EXCERPT:

· · · · · · ·

The Fifth Sunday in Lent
In the name of the Holy and Undivided Trinity, One God. Amen.
We begin Lent on Ash Wednesday, recalling our mortality.
“You are dust and to dust you shall return.”
Today, our mortality glares back at us once more.
Ezekiel the Prophet, wide-eyed and mouth agape, glares at the horror of a valley filled to the brim with bones picked dry and dusted under a scorching sun.
Mary and Martha, wailing and weeping, eyes red with grief over the death of their brother, turn to their teacher and Lord. Mary stutters, “if you had been here, my brother would not have died.”
The horrors of death swirl around us.
We may find ourselves, like the prophet Ezekiel, stunned and trembling as we observe a world whirling in death-dealing affairs. Wars and rumours of wars, plague and pestilence, earthquakes, fires, and floods. These pound at our hearts as we teeter in a seemingly unraveling world.
We may find ourselves like Mary and Martha, grieving for loved ones who have died; lamenting for the families who are being torn apart within our own nation and abroad through acts of state-sponsored violence.
We may find ourselves like Mary and Martha, saying to Jesus, “if you had been here, this wouldn’t have happened.”
Mary and Martha embody the question which often weighs on our hearts in the midst of tragedy: Where is God in this?
The Scriptures today offer us a glimpse of an answer: That God is in the midst of tragedy, suffering, and death with us. Alongside us. Calling us to restoration and hope. Reminding us that tragedy, suffering, and death do not, ultimately, triumph.
God asks Ezekiel, “Mortal, can these bones live?”
God proclaims an answer to God’s own question, declaring, “I am going to open your graves and bring you up from your graves, O my people!”
Jesus turns to Mary and Martha and tells them to “take away the stone” from Lazarus’ tomb.
And Jesus opens the grave of Lazarus and declares “Lazarus, come out!… Unbind him, and let him go.”
Restoration and hope are an outpouring of the love of God.
The word love shows up multiple times in the Gospel today. “Lord, he whom you love is ill,” and again, “Jesus loved Martha and her sister and Lazarus,” and the crowds when they see Jesus mourning the death of Lazarus, cry out “See how he [Jesus] loved him [Lazarus].”

· · · · · · ·

DATA PROVIDED:
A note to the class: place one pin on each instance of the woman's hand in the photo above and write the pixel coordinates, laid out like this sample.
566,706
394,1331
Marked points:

· · · · · · ·

GIVEN PROBLEM A:
In the Lent sermon, what does Jesus tell Mary and Martha to take away from Lazarus' tomb?
GIVEN PROBLEM B:
Output the passage of the Lent sermon that begins at the words "Today, our mortality" and stops after the words "swirl around us.".
The data has no connection to the Lent sermon.

PROBLEM SOLUTION A:
The stone.

PROBLEM SOLUTION B:
Today, our mortality glares back at us once more.
Ezekiel the Prophet, wide-eyed and mouth agape, glares at the horror of a valley filled to the brim with bones picked dry and dusted under a scorching sun.
Mary and Martha, wailing and weeping, eyes red with grief over the death of their brother, turn to their teacher and Lord. Mary stutters, “if you had been here, my brother would not have died.”
The horrors of death swirl around us.